TEXT BLOCK:
◇ ◇ ◇

In its bankruptcy filing Lehman said Citigroup, Bank of New
York Mellon (BK.N), Japan's Aozora Bank (8304.T) and Mizuho
Financial Group (8411.T) were among its top unsecured creditors.
LINE IN SAND
Lehman employees streaming into its European headquarters in
London's Canary Wharf financial district were met by television
cameras, a scrum of reporters and a beefed-up security team.
"I guess times are tough and we've got to face the music ...
Everyone is worried about their job, it's inevitable," said one
banker entering the building, adding a company-wide meeting had
been set for Monday morning.
Other employees said staff were clearing desks, packing
personal belongings and saying farewells to colleagues.
The New York Times also reported that AIG, once the world's
largest insurer, had made an approach to the Federal Reserve
seeking $40 billion in short-term financing.
Late on Sunday, authorities sought to prop up market
confidence with announcements from regulators including the Fed
and the U.S. Securities and Exchange Commission.
The Fed said it would begin accepting equities as collateral
for emergency loans, and laid out a series of steps to calm
markets and brace for the collapse of Lehman.
In addition to broadening the collateral it will accept from
investment banks for direct Fed loans, it said it would increase
the amount of Treasury securities it auctions on a regular basis
under one of its lending programs.
One of the catalysts for this weekend's events was the
stance of U.S. Treasury Secretary Henry Paulson, who opposed
using government money to resolve the Lehman crisis.
So far this year, the government has sponsored rescues of
Bear Stearns and mortgage lenders Freddie Mac FRE.N and Fannie
Mae FNM.N, and the authorities did not want to be accused of
encouraging excessive risk-taking by bailing out another yet
another investment bank.
But they also could not afford to let a blow-up of Lehman
paralyze the financial system and deepen the credit crisis.
The SEC will take action against abusive short-selling,
according to a source briefed on the matter. In late July and
early August, major financial shares were protected by an
emergency rule that expired on Aug. 12.

◇ ◇ ◇

MATERIAL:
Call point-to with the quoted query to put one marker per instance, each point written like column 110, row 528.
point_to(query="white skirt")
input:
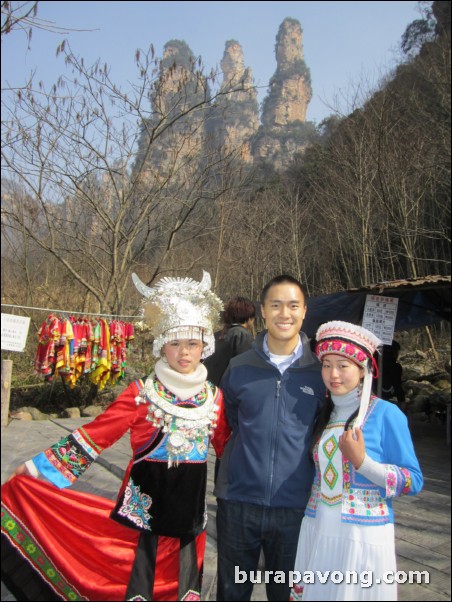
column 341, row 561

◇ ◇ ◇

EXERCISE DESCRIPTION: Using the Lehman news excerpt, explain in one to three sentences why the authorities did not want to bail out Lehman. The data can be set aside for this work.

EXERCISE ANSWER: This year the government had already sponsored rescues of Bear Stearns and the mortgage lenders Freddie Mac and Fannie Mae. The authorities did not want to be accused of encouraging excessive risk-taking by bailing out yet another investment bank.